▶ Your task: Rewrite the data below as a numbered list with no blank lines, and leave the pictures out of your answer.

[Excerpts of bounding box data]
════

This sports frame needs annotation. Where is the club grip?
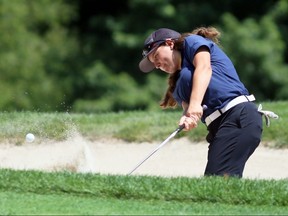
[176,124,185,133]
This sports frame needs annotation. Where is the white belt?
[205,95,255,127]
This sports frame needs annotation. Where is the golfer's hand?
[179,115,199,131]
[179,104,203,131]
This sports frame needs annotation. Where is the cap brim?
[139,43,160,73]
[139,57,155,73]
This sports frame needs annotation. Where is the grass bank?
[0,170,288,215]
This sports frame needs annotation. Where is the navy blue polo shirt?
[173,35,249,122]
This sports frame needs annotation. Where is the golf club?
[128,125,185,175]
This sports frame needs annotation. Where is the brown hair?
[160,27,220,109]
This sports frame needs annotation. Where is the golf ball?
[26,133,35,142]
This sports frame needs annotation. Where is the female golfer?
[139,27,262,178]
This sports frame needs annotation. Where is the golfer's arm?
[188,47,212,109]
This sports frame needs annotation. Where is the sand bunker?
[0,135,288,179]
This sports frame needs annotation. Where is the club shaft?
[128,126,184,175]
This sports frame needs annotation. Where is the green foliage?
[0,0,76,111]
[222,3,288,100]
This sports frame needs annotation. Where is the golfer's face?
[148,45,177,73]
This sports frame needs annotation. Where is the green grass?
[0,170,288,215]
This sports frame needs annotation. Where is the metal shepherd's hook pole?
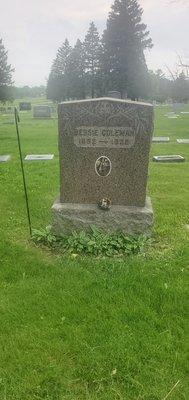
[14,107,32,236]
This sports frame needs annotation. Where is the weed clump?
[32,226,151,257]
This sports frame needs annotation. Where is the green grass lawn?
[0,107,189,400]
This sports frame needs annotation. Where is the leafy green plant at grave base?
[32,225,152,257]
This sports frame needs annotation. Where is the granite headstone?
[53,98,153,233]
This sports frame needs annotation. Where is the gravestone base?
[52,197,153,235]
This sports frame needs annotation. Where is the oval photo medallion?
[95,156,112,176]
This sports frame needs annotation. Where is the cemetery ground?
[0,101,189,400]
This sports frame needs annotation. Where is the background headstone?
[108,90,121,99]
[173,103,184,113]
[177,139,189,144]
[153,155,185,162]
[152,136,170,143]
[0,155,11,162]
[33,105,51,118]
[19,101,31,111]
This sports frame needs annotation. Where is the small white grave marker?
[152,136,170,143]
[153,155,185,162]
[0,155,11,162]
[177,139,189,144]
[25,154,54,161]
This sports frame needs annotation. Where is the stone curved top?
[59,97,153,107]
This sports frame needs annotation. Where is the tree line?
[47,0,152,101]
[0,0,189,103]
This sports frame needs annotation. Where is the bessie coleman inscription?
[74,126,135,149]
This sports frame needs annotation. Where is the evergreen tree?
[47,39,72,101]
[172,72,189,103]
[84,22,101,98]
[101,0,152,99]
[67,39,85,99]
[0,39,13,102]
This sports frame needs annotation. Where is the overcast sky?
[0,0,189,86]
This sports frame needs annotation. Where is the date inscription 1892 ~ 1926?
[74,126,135,148]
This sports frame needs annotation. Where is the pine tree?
[101,0,152,99]
[172,72,189,103]
[47,39,72,101]
[67,39,85,99]
[84,22,101,98]
[0,39,14,102]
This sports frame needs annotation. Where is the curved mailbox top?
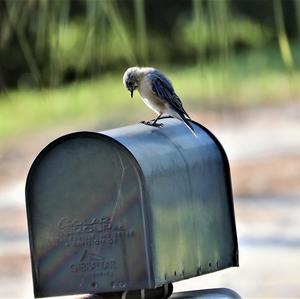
[26,118,238,297]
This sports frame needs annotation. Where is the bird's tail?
[181,116,197,137]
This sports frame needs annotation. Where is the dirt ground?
[0,102,300,299]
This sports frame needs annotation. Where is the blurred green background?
[0,0,300,299]
[0,0,300,140]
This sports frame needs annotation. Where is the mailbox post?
[26,118,238,297]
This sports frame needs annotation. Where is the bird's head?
[123,67,141,97]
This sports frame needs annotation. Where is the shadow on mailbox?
[26,118,238,297]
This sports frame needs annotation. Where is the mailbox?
[26,118,238,297]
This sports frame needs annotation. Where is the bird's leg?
[151,113,163,127]
[141,113,163,128]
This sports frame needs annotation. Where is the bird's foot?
[141,121,164,128]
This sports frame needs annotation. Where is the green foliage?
[0,40,300,140]
[0,0,300,89]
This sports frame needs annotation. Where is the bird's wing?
[149,71,190,118]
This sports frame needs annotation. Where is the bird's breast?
[138,79,165,114]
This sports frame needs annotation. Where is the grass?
[0,45,300,141]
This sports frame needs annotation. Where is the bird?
[123,66,196,136]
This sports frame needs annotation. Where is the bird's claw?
[141,120,164,128]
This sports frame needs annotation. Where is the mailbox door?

════

▶ Exercise output:
1. This sports frame needs annotation. Where is the club grip?
2. [176,124,185,133]
3. This sports frame needs annotation. Where is the white belt?
4. [205,95,255,127]
5. This sports frame needs annotation. Where is the golfer's hand?
6. [179,115,199,131]
7. [179,104,203,131]
8. This sports frame needs annotation. Where is the cap brim?
9. [139,43,160,73]
10. [139,57,155,73]
11. This sports frame needs annotation. Where is the grass bank?
12. [0,170,288,215]
13. This sports frame needs annotation. Where is the navy blue polo shirt?
14. [173,35,249,122]
15. This sports frame needs annotation. Where is the golf club?
16. [128,125,185,175]
17. This sports frame needs annotation. Where is the brown hair?
18. [160,27,220,109]
19. This sports frame needs annotation. Where is the golf ball?
20. [26,133,35,142]
21. This sports frame needs annotation. Where is the female golfer?
22. [139,27,262,178]
23. This sports frame needs annotation. Where is the golfer's arm?
24. [188,47,212,109]
25. This sports frame needs annotation. Where is the sand bunker?
26. [0,135,288,179]
27. This sports frame needs annotation. Where is the club shaft?
28. [128,126,184,175]
29. This sports frame needs annotation. Where is the green foliage?
30. [0,0,76,111]
31. [222,3,288,100]
32. This sports frame needs annotation. Where is the golfer's face?
33. [148,45,177,73]
34. This sports frame needs annotation. Where is the green grass?
35. [0,170,288,215]
36. This sports frame needs annotation. Where is the metal shepherd's hook pole?
37. [14,107,32,236]
38. This sports frame needs annotation. Where is the weed clump?
39. [32,226,151,257]
40. This sports frame needs annotation. Where is the green grass lawn?
41. [0,107,189,400]
42. This sports frame needs annotation. Where is the leafy green plant at grave base?
43. [32,225,152,257]
44. This sports frame needs annotation. Where is the granite headstone?
45. [53,98,153,233]
46. This sports frame needs annotation. Where is the gravestone base?
47. [52,197,153,235]
48. This sports frame needs annotation. Where is the oval photo medallion?
49. [95,156,112,176]
50. This sports frame needs annotation. Where is the cemetery ground?
51. [0,101,189,400]
52. This sports frame needs annotation. Where is the background headstone?
53. [108,90,121,99]
54. [173,103,184,113]
55. [177,139,189,144]
56. [153,155,185,162]
57. [152,136,170,143]
58. [0,155,11,162]
59. [33,105,51,118]
60. [19,101,31,111]
61. This sports frame needs annotation. Where is the small white grave marker?
62. [152,136,170,143]
63. [153,155,185,162]
64. [0,155,11,162]
65. [177,139,189,144]
66. [25,154,54,161]
67. This sports frame needs annotation. Where is the stone curved top?
68. [59,97,153,107]
69. This sports frame needs annotation. Where is the tree line?
70. [47,0,152,101]
71. [0,0,189,103]
72. This sports frame needs annotation. Where is the bessie coleman inscription?
73. [74,126,135,149]
74. This sports frame needs annotation. Where is the evergreen tree?
75. [47,39,72,101]
76. [172,72,189,103]
77. [84,22,101,98]
78. [101,0,152,99]
79. [67,39,85,99]
80. [0,39,13,102]
81. This sports frame needs annotation. Where is the overcast sky?
82. [0,0,189,86]
83. This sports frame needs annotation. Where is the date inscription 1892 ~ 1926?
84. [74,126,135,148]
85. This sports frame needs annotation. Where is the pine tree?
86. [101,0,152,99]
87. [172,72,189,103]
88. [47,39,72,101]
89. [67,39,85,99]
90. [84,22,101,98]
91. [0,39,14,102]
92. This sports frame needs annotation. Where is the curved mailbox top?
93. [26,118,238,297]
94. This sports frame needs annotation. Where is the bird's tail?
95. [181,116,197,137]
96. This sports frame needs annotation. Where is the dirt ground?
97. [0,102,300,299]
98. This sports frame needs annotation. Where is the blurred green background?
99. [0,0,300,299]
100. [0,0,300,140]
101. This sports frame needs annotation. Where is the mailbox post?
102. [26,118,238,297]
103. This sports frame needs annotation. Where is the bird's head?
104. [123,67,141,97]
105. This sports frame needs annotation. Where is the shadow on mailbox?
106. [26,118,238,297]
107. This sports frame needs annotation. Where is the mailbox?
108. [26,118,238,297]
109. This sports frame needs annotation. Where is the bird's leg?
110. [151,113,163,127]
111. [141,113,163,128]
112. This sports frame needs annotation. Where is the bird's foot?
113. [141,121,164,128]
114. This sports frame needs annotation. Where is the green foliage?
115. [0,40,300,140]
116. [0,0,300,89]
117. This sports frame needs annotation. Where is the bird's wing?
118. [149,71,190,118]
119. This sports frame needs annotation. Where is the bird's breast?
120. [138,79,165,114]
121. This sports frame needs annotation. Where is the grass?
122. [0,45,300,141]
123. This sports frame needs annotation. Where is the bird?
124. [123,66,196,136]
125. This sports frame needs annotation. Where is the bird's claw?
126. [141,120,164,128]
127. This sports frame needs annotation. Where is the mailbox door?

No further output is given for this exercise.